# TEXTE À LIRE
Quand je dis que je voudrais changer le monde, créer un monde nouveau – ce que je dis souvent et que j’essaie bien timidement de faire à mon modeste niveau – je ne dis pas que je voudrais changer la vie. La vie, je me contente de la regarder. Changer le monde, pour moi, ne veut pas dire changer l’univers, ni même changer la Terre (peut-être la nettoyer !), mais changer la société. Et je n’aspire pas à changer la société des fourmis, des gazelles, des mouettes ou des baleines, mais la société humaine. Et peut-on espérer la changer sans changer l’homme, dont elle est le reflet ? Changer l’homme, pour moi, cela signifie l’éveiller, élever son niveau de conscience. Pour cela, n’il y a que trois choses fondamentales à changer : transformer son avidité en générosité ; transformer sa malveillance (haine, colère, violence) en bienveillance et en amour ; transformer sa bêtise et son ignorance (de la vraie nature des choses et de la vie) en sagesse.

# MATÉRIEL D'ÉTUDE
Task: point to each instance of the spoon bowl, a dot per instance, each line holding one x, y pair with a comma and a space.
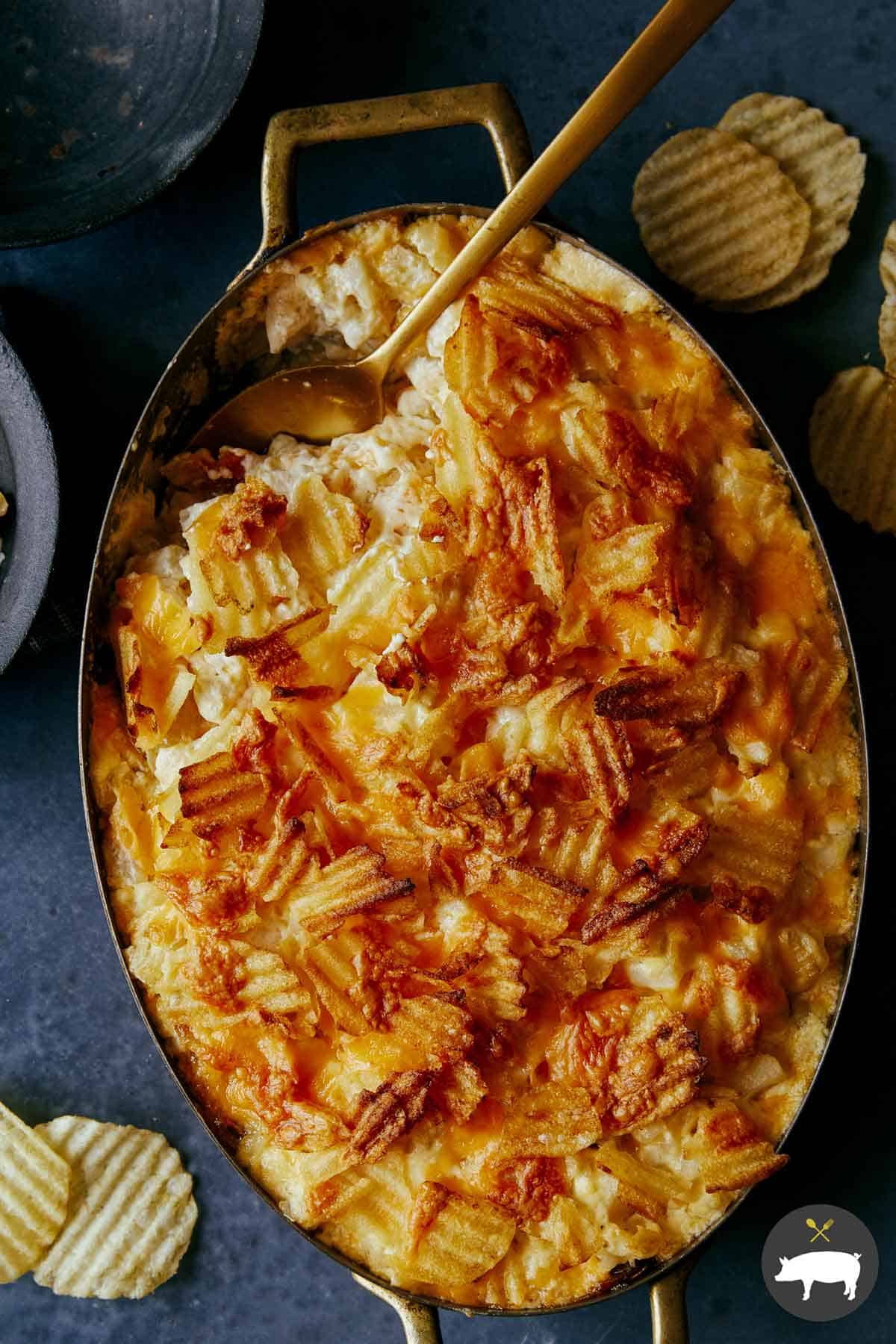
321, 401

==

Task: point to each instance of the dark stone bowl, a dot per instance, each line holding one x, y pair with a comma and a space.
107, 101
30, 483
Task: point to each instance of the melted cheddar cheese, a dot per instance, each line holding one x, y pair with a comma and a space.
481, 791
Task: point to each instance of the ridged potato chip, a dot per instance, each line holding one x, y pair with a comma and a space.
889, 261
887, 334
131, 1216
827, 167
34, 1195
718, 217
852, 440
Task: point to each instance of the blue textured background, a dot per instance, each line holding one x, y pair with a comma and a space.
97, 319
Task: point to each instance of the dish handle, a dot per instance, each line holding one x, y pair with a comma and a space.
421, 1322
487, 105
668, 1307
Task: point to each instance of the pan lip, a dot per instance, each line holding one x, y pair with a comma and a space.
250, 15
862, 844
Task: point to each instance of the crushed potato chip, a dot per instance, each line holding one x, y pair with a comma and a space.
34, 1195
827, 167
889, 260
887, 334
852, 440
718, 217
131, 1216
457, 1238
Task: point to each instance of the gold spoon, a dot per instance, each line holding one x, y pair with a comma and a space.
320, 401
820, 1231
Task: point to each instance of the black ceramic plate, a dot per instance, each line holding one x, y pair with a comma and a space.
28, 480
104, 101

==

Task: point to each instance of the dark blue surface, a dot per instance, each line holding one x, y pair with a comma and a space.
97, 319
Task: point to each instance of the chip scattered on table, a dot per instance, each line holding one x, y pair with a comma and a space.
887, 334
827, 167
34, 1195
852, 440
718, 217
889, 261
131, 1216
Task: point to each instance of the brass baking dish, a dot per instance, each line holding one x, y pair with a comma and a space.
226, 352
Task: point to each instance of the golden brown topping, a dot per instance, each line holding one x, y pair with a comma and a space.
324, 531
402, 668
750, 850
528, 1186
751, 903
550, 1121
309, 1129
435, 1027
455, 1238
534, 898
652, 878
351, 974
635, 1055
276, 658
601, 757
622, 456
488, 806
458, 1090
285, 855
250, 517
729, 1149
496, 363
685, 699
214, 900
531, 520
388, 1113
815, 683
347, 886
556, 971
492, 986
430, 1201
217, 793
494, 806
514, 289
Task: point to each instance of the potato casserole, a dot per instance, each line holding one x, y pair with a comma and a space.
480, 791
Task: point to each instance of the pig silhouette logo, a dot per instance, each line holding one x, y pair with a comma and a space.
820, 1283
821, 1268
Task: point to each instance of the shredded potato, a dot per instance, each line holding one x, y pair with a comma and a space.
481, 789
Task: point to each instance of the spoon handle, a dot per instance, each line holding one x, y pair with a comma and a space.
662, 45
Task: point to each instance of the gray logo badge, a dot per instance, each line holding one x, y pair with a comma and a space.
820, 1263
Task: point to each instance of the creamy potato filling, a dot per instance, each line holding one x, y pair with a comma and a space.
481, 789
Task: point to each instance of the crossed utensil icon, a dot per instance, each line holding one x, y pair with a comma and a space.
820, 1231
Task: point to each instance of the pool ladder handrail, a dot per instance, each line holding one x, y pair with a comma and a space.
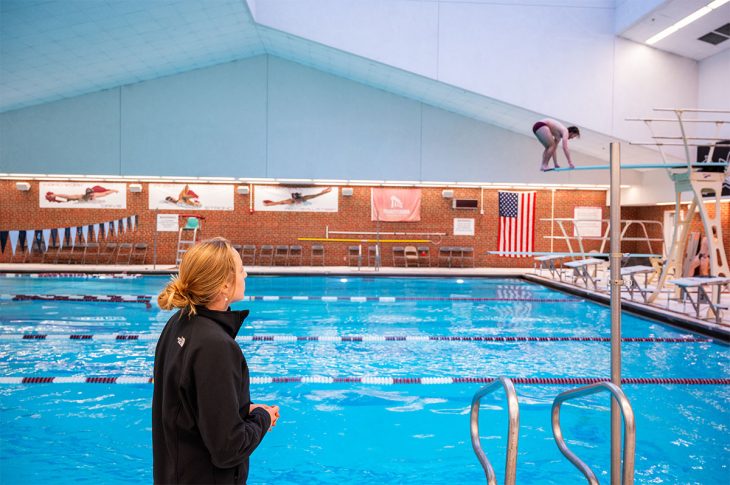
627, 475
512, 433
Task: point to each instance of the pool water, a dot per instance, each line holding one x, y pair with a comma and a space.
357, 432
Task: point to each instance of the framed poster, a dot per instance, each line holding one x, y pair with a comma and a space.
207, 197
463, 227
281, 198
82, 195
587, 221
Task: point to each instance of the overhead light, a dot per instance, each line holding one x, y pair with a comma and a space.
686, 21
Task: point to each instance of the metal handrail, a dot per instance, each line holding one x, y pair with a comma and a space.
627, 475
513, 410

# CONSIGNE
Répondez à ces questions sur le texte à lire, en numérotant vos réponses de la même façon :
1. Selon le texte, que veut dire « changer le monde » ?
2. Que fait la personne qui parle avec la vie ?
3. Que signifie « changer l'homme » dans le texte ?

# RÉPONSE ATTENDUE
1. Cela veut dire changer la société, et plus précisément la société humaine.
2. Elle se contente de la regarder.
3. Cela signifie l'éveiller, élever son niveau de conscience.